Given instruction 1 >>
From the entries below, pull out every line that contains the string "rock", matching case exactly.

Page >>
-*-*-

Desmond File

Blog archive

Presetting the Table

When .NET Framework 3.0 arrived in November, a lot of readers expressed concern about the rapid-fire pace of updates. The jump from .NET 1.1 to 2.0 was tough, requiring IT and development shops to take careful measure before making a shift. While the move to .NET 3.0 has been far less dramatic, dev shops face a lot of questions as they move to support Windows Presentation Foundation, Windows Communication Foundation and Windows Workflow Foundation.

In fact, the answers to those questions have yet to arrive. According to Jay traband at .NET tools provider IdeaBlade, Microsoft has adopted a fresh strategy that seeds strategic technologies ahead of the tools that implement them. .NET 3.0, he says, is just such an effort.

"I think Microsoft is doing an elegant job of building something with the core of .NET. Microsoft gets a lot of things in with one release, but it isn't usable until the following release. A lot of that stuff isn't usable until [the Visual Studio] Orcas release," traband said.

-*-*-

Stored entries
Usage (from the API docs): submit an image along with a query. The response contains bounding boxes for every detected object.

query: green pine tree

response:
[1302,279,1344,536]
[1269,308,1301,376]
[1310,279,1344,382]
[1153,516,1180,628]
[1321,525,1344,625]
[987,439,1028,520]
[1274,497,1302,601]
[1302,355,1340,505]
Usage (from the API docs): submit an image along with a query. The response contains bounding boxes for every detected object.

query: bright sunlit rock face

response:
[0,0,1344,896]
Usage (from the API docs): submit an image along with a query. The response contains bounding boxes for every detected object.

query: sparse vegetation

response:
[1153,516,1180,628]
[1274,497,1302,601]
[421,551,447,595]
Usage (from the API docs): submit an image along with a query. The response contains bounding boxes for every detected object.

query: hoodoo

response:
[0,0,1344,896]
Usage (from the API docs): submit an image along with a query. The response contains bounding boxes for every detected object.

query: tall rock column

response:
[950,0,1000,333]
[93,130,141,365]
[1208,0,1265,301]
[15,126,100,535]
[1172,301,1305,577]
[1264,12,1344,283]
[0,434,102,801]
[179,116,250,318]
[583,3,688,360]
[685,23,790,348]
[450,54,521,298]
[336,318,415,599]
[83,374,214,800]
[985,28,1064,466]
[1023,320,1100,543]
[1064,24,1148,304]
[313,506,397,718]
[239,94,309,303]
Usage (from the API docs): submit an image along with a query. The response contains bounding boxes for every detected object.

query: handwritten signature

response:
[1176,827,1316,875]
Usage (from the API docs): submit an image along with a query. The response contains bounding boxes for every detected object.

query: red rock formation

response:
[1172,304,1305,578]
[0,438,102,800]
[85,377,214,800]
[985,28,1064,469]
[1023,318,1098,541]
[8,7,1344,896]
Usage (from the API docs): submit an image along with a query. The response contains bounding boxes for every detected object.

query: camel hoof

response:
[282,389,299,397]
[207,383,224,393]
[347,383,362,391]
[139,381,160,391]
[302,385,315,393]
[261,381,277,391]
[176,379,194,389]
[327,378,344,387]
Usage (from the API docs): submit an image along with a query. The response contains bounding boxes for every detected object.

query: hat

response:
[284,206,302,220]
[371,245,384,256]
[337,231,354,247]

-*-*-

Given instruction 2 >>
Render this sentence from the .NET 3.0 blog post above in Spanish: "The jump from .NET 1.1 to 2.0 was tough, requiring IT and development shops to take careful measure before making a shift."

Problem solution 1 >>
query: bright sunlit rock face
query: tall rock column
query: red rock formation

Problem solution 2 >>
El salto de .NET 1.1 a 2.0 fue difícil y obligó a los departamentos de TI y de desarrollo a evaluar con cuidado la situación antes de hacer el cambio.